» EXERCISE: Beneath this sentence is a set of records; write each of them out exactly.

== Segment start ==

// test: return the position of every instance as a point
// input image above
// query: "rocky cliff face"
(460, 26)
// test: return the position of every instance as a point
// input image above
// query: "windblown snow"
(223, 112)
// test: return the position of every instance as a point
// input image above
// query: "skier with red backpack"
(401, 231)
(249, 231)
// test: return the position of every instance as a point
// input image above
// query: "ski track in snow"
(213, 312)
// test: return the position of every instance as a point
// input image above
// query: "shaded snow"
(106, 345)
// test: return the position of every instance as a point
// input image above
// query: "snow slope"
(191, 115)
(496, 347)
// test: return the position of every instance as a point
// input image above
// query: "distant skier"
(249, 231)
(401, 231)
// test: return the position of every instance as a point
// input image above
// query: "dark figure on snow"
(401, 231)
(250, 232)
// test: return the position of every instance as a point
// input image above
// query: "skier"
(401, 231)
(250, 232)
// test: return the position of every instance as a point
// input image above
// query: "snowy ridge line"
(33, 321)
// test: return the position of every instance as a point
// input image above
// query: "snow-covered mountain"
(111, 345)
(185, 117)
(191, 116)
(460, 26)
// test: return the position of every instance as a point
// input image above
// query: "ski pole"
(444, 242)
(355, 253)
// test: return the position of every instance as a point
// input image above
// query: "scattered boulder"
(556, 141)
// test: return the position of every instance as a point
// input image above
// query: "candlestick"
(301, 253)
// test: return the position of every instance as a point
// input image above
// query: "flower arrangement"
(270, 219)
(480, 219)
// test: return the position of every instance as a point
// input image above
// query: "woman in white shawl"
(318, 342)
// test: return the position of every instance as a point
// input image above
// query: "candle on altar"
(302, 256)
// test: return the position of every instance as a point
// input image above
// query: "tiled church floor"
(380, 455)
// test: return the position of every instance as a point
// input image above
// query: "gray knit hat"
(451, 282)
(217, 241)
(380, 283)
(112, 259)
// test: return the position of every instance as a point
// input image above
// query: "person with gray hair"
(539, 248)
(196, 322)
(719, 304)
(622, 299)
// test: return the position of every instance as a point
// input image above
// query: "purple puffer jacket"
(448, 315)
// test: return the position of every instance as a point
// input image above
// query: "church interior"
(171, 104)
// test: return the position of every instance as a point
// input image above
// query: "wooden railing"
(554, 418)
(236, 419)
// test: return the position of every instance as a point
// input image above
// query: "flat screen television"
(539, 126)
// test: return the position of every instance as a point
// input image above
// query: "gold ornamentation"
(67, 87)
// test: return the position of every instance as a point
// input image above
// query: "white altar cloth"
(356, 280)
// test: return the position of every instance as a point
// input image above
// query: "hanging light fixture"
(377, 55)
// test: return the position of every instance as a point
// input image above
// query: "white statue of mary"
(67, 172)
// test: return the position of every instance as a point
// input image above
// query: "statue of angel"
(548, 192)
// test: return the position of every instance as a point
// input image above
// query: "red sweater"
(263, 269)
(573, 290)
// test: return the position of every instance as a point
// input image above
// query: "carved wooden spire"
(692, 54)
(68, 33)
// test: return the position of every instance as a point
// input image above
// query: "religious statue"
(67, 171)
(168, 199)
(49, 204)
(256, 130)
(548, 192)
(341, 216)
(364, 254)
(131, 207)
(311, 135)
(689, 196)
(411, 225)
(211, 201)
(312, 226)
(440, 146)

== Segment end ==

» RESULT OF THIS EXERCISE:
// test: return the position of every instance as a point
// input image above
// query: "rocky cliff face"
(460, 26)
// test: return the position of every instance as a point
// input image above
// query: "windblown snow"
(223, 112)
// test: return the position of every instance as a point
// input image above
// query: "skier with red backpack"
(401, 231)
(249, 231)
// test: return the position of every instance as a point
// input image above
// query: "ski track in snow"
(213, 312)
// test: return the position of every instance as a point
// input image above
// query: "shaded snow"
(106, 345)
// test: return the position of every instance as a point
// input image above
// query: "snow slope"
(191, 115)
(496, 347)
// test: return the position of every instance as a point
// input image above
// query: "distant skier"
(249, 231)
(401, 231)
// test: return the position of every instance as a point
// input image above
// query: "dark figure on snow"
(401, 231)
(250, 232)
// test: return the position of every instance as a point
// input image above
// query: "skier"
(401, 231)
(250, 232)
// test: return the position of every instance as a point
// input image above
// query: "snowy ridge line"
(33, 321)
// test: return the position of every instance as a point
// input image above
// query: "snow-covered mountain"
(111, 345)
(185, 117)
(191, 116)
(460, 26)
// test: return the position of every instance as a point
// input image above
// query: "ski pole"
(444, 242)
(355, 253)
// test: return the position of every instance as a point
// input image above
// query: "scattered boulder"
(556, 141)
// test: return the position of every instance as a point
// input image above
// query: "candlestick"
(301, 253)
// test: return the position of every instance as a point
// input image above
// query: "flower arrangement"
(270, 219)
(480, 219)
// test: return the position of every instance as a point
// input image above
// query: "woman in white shawl"
(318, 342)
// test: return the position of every instance as a point
// input image above
// query: "candle on altar"
(302, 256)
// test: return the position of every instance as a point
// input image above
// query: "tiled church floor"
(380, 455)
// test: return the position of every instance as a point
// input image above
// query: "gray knit hat"
(451, 282)
(217, 241)
(380, 283)
(112, 259)
// test: return the position of every instance as a point
// input image above
// query: "person with gray hair"
(539, 248)
(196, 322)
(719, 304)
(622, 299)
// test: return the position of every instance as a point
// input image above
// query: "purple puffer jacket"
(448, 315)
// test: return the position of every instance as a point
// input image above
// query: "church interior"
(171, 104)
// test: return the position of every instance as a point
// input image above
// query: "wooden railing"
(554, 418)
(236, 419)
// test: return the position of every instance as a point
// input image above
// query: "flat screen television"
(539, 126)
// test: return the position of every instance as a point
// input image above
// query: "gold ornamentation"
(67, 87)
// test: return the position of every instance as a point
// input image above
// query: "white altar cloth"
(356, 280)
// test: return the position of every instance as a point
// input image above
// query: "hanging light fixture"
(377, 55)
// test: return the position of every instance as a point
// input image above
// query: "white statue of mary"
(67, 172)
// test: return the position of every instance as a point
// input image above
// query: "statue of angel"
(548, 192)
// test: return the position of every instance as a point
// input image above
// query: "red sweater"
(263, 269)
(573, 290)
// test: return the position of every instance as a point
// input image above
// query: "carved wooden spire"
(692, 54)
(68, 33)
// test: return the position of every instance as a point
// input image above
// query: "religious statue"
(67, 171)
(168, 199)
(49, 204)
(256, 130)
(548, 192)
(341, 216)
(364, 254)
(131, 207)
(311, 135)
(689, 196)
(411, 225)
(211, 201)
(312, 226)
(440, 146)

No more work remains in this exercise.